Wien. „Es hat in der Zweiten Republik wenige Menschen gegeben, die dem Ansehen der Republik so viel Schaden zugefügt haben wie Sie. Darum war es notwendig, eine Strafe zu verhängen, die eine abschreckende Wirkung auf mögliche Nachahmungstäter hat.“ So begründete Richter Georg Olschak vom Straflandesgericht Wien Mitte Jänner dieses Jahres die Sanktion für den ehemaligen ÖVP-Innenminister Ernst Strasser: vier Jahre Gefängnis wegen Bestechlichkeit. Morgen, Dienstag, könnte sich dieses Urteil noch ändern. Das Strafmaß könnte gesenkt werden.

Morgen entscheidet nämlich ein Fünf-Richter-Senat des Obersten Gerichtshofs (OGH), der Senat 17 unter dem Vorsitz des OGH-Präsidenten Eckart Ratz, über die Rechtsmittel (Nichtigkeitsbeschwerde, Berufung) des einstigen Spitzenpolitikers. Die Höchstrichter könnten einen gerichtlichen Schlusspunkt unter die Lobbying-Affäre setzen.

Zu erledigen
1: Zu welcher Strafe wurde Ernst Strasser laut dem Textauszug verurteilt?
2: Gib aus dem Textauszug den Abschnitt wortgetreu wieder, der mit den Worten „Wien. „Es hat“ einsetzt und mit „könnte gesenkt werden.“ schließt.

Entnommenes Material
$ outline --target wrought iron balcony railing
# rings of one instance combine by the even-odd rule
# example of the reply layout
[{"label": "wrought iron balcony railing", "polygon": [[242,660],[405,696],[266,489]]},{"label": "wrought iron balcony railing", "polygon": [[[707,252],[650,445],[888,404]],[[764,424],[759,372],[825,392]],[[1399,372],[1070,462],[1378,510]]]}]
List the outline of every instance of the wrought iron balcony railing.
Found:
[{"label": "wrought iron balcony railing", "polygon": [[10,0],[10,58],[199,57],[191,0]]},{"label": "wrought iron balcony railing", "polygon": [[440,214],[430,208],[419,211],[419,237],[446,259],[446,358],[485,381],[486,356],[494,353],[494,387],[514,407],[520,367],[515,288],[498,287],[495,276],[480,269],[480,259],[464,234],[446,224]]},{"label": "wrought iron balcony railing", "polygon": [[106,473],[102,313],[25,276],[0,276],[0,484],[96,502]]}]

Ergebnisse je Aufgabe
1: Zu vier Jahren Gefängnis wegen Bestechlichkeit.

2:
Wien. „Es hat in der Zweiten Republik wenige Menschen gegeben, die dem Ansehen der Republik so viel Schaden zugefügt haben wie Sie. Darum war es notwendig, eine Strafe zu verhängen, die eine abschreckende Wirkung auf mögliche Nachahmungstäter hat.“ So begründete Richter Georg Olschak vom Straflandesgericht Wien Mitte Jänner dieses Jahres die Sanktion für den ehemaligen ÖVP-Innenminister Ernst Strasser: vier Jahre Gefängnis wegen Bestechlichkeit. Morgen, Dienstag, könnte sich dieses Urteil noch ändern. Das Strafmaß könnte gesenkt werden.